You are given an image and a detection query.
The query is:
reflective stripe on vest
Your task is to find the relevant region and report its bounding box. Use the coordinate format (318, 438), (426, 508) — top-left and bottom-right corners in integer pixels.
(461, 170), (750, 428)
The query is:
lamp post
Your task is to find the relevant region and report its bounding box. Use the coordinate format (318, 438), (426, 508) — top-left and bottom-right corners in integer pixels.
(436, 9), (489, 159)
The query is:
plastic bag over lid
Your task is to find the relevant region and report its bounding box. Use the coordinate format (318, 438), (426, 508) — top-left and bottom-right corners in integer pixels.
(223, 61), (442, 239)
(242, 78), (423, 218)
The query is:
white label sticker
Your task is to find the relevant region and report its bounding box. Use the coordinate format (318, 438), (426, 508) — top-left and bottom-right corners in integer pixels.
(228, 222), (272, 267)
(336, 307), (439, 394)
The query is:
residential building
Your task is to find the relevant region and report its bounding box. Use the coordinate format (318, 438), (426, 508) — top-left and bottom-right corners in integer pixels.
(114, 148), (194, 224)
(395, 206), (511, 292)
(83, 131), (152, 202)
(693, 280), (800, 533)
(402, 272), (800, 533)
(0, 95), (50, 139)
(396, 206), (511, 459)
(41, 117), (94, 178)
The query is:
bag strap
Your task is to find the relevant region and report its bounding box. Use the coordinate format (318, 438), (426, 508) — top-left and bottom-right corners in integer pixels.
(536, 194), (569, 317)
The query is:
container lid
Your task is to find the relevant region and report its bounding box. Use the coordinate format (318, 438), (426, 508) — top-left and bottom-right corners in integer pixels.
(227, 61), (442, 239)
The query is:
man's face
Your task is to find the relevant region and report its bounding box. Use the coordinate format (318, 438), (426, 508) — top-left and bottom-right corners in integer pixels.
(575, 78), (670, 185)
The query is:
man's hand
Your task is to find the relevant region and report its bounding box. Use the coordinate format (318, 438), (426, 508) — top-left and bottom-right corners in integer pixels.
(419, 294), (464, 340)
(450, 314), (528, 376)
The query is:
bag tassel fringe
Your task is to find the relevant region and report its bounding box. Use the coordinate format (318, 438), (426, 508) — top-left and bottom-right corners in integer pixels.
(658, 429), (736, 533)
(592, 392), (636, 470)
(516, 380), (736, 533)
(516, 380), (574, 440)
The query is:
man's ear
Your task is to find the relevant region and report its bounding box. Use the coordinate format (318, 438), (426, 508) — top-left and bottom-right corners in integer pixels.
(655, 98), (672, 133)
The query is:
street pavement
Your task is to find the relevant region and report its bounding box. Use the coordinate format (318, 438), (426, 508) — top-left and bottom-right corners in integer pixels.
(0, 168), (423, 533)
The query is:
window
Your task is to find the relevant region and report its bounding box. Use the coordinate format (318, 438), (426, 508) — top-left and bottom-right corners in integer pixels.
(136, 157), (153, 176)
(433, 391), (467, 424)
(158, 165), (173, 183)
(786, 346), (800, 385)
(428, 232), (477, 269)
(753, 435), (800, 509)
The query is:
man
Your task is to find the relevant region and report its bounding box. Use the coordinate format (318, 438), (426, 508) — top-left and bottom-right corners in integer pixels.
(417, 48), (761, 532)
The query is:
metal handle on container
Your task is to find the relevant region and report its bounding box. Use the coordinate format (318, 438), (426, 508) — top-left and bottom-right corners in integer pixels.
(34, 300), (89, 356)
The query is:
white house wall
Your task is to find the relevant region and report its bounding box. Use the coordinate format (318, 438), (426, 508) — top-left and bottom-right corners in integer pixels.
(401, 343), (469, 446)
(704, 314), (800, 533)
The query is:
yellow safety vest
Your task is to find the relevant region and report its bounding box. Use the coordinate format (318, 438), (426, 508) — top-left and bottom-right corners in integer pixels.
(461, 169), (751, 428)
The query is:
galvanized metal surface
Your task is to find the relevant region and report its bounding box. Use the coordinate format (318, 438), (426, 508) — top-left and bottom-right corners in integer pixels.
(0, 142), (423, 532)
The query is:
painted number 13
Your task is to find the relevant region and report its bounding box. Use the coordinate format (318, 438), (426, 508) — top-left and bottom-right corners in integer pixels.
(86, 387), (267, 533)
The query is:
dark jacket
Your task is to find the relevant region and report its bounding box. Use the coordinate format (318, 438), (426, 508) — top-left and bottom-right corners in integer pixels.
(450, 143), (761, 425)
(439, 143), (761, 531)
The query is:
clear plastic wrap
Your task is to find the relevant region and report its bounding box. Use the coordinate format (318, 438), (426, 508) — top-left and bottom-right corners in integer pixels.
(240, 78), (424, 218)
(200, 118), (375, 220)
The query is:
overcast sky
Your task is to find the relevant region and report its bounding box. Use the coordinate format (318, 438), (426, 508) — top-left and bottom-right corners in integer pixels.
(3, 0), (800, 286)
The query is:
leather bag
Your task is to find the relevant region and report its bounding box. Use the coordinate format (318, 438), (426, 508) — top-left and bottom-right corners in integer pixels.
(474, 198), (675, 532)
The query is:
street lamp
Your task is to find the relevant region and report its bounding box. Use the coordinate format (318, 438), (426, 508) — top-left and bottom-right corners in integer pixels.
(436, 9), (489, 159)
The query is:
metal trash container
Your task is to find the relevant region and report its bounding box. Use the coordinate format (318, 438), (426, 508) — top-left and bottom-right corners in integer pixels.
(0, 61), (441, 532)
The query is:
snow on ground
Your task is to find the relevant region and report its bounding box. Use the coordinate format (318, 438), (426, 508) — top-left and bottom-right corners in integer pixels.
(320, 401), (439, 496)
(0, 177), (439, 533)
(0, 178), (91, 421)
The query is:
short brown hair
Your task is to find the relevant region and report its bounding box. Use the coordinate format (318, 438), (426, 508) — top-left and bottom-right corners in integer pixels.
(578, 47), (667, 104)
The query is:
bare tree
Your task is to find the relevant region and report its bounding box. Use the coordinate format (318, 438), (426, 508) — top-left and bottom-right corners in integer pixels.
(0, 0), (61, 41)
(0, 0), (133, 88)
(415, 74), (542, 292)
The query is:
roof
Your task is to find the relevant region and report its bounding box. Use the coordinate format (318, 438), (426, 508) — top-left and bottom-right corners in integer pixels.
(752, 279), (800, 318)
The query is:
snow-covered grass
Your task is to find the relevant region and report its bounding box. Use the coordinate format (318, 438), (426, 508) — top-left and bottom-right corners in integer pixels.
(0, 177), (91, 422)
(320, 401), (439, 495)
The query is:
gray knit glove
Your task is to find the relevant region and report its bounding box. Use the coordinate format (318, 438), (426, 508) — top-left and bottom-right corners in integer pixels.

» **DESCRIPTION OF THE TASK**
Show each line of the data above that contains the word "metal", copying every such line in full.

» **FINAL RESULT**
metal handle on container
galvanized metal surface
metal trash container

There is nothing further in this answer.